=== Passage provided ===

Pollutants removal efficiency of village (A) and town (B) wastewater treatment stations for Shaanxi province, China.
Compared with village-level sewage treatment stations, town-level sewage treatment stations had better pollutant removal efficiencies, which is most likely related to the difference in operation and maintenance modes between village-level and town-level sewage treatment stations. Town-level sewage treatment stations usually employ operation and maintenance personnel on-site, which can deal with abnormal situations in the daily operation process in a timely way. Village-level sewage treatment stations usually adopt operation and maintenance modes using regular inspection by off-site staff, thus making it difficult to deal with abnormal situations in time, reducing the energy efficiency of pollutant removal.
The A2/O and MBR processes were the main processes in the sampling survey of rural sewage treatment stations in this study. These two mainstream activated sludge wastewater treatment processes can usually remove more than 80% to 90% of conventional pollutants under normal influent conditions24,25,26. Figure 4 shows the pollutant removal efficiencies for the rural sewage treatment stations observed in this study. The average removal efficiency of conventional pollutants in the surveyed rural sewage treatment stations was only between 38 ± 24% and 75 ± 15%. This was probably due to the intermittent nature of sewage flow in rural areas.
The relationship between nutrient removal rate of rural wastewater treatment stations and the cut-off duration is shown in Fig. 5. The results show that the removal rates of COD (Fig. 5A), NH4+-N (Fig. 5B), TN (Fig. 5C) and TP (Fig. 5D) at the 63 rural sewage treatment stations showed a negative correlation with the cut-off durations, the removal rates of all four pollutant indexes all decreased with increasing cut-off duration.
Relationship between nutrient removal rate and the cut-off duration.
The direct impact of influent discontinuous on BNR system is that the substrate which microorganisms depend on for survival is insufficient, which makes the functional bacteria in a state of starvation for a long time. Normally under this condition, bacteria become less active by tweaking their metabolism to reduce their need for energy. As an independent mechanism, the bacteria may also switch on programmed cell death (PCD), a genetically programmed process of cell self-destruction that is triggered only under extreme starvation conditions27. The main purpose of this process is maintaining partial population activity to avoid losing an advantage in competition with other microbial populations, and this process will lead to cell death27.

===

In the passage on rural wastewater treatment, how do town-level sewage treatment stations usually staff their operation and maintenance? These lines come from a separate source.

=== Data extract ===

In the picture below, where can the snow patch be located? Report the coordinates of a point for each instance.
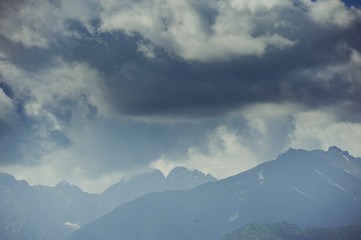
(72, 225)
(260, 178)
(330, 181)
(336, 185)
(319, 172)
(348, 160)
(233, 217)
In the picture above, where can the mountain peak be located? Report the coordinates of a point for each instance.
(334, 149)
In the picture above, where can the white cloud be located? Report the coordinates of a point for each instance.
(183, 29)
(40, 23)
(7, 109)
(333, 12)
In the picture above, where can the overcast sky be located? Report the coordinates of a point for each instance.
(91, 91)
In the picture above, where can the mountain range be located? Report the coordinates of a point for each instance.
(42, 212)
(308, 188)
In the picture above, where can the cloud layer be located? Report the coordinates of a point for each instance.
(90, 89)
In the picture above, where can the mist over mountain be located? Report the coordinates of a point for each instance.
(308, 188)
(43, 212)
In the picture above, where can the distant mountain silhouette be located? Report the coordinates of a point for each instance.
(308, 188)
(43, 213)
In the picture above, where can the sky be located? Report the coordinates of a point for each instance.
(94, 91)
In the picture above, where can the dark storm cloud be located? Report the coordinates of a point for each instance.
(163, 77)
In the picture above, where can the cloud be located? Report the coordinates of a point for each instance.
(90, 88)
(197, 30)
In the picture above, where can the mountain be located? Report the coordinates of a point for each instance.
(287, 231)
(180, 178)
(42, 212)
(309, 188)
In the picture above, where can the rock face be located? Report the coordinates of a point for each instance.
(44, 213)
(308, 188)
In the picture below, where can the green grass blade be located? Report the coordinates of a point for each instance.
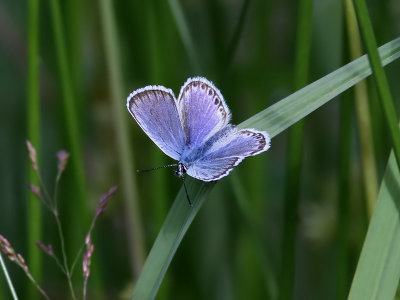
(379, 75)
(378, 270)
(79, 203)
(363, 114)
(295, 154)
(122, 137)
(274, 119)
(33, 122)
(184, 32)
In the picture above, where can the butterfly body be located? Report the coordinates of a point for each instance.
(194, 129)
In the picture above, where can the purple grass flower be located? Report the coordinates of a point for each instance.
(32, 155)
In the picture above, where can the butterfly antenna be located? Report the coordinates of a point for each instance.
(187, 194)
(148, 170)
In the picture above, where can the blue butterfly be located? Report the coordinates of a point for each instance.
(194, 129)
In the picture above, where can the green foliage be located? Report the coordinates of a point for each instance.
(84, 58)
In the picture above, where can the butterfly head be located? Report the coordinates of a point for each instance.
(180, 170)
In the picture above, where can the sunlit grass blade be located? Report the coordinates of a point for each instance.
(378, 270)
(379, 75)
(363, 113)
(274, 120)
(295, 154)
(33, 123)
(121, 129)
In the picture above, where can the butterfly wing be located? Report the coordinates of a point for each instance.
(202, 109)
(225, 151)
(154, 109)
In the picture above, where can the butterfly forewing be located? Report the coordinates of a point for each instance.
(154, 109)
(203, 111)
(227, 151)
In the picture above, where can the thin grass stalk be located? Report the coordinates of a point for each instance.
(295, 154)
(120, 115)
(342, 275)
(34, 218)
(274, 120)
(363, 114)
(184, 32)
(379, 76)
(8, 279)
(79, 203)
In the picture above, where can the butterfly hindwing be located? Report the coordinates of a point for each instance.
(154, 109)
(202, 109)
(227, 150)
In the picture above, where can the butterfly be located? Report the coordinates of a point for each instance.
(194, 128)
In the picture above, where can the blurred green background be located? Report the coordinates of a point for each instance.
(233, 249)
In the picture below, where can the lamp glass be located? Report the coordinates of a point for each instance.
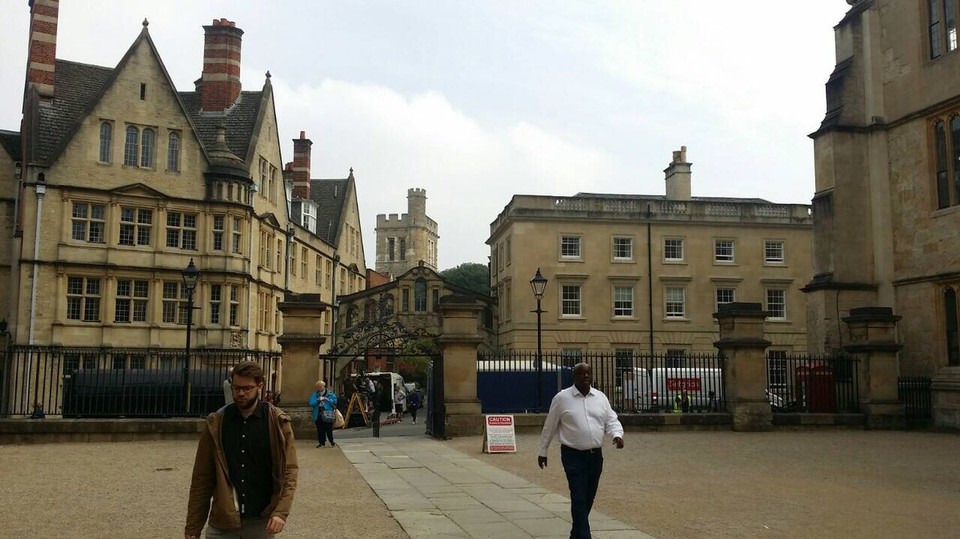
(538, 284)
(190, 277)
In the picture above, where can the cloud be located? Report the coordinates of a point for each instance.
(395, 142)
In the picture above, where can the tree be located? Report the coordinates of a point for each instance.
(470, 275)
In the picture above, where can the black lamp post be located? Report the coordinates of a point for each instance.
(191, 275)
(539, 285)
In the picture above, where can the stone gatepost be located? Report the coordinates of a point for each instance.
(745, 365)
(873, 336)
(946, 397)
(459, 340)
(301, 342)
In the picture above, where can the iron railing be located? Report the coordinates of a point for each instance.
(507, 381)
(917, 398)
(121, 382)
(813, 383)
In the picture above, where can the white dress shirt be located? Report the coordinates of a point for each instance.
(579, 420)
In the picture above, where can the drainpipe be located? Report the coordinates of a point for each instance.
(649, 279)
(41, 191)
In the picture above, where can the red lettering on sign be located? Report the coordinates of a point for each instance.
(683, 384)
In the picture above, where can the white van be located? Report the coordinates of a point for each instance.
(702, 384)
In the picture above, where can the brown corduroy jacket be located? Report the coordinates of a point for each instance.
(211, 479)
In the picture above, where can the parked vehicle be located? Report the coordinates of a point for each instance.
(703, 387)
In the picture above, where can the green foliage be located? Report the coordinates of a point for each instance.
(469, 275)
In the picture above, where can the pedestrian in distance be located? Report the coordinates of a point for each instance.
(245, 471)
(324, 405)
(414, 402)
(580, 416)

===

▸ Solution for this task
They usually employ operation and maintenance personnel on-site.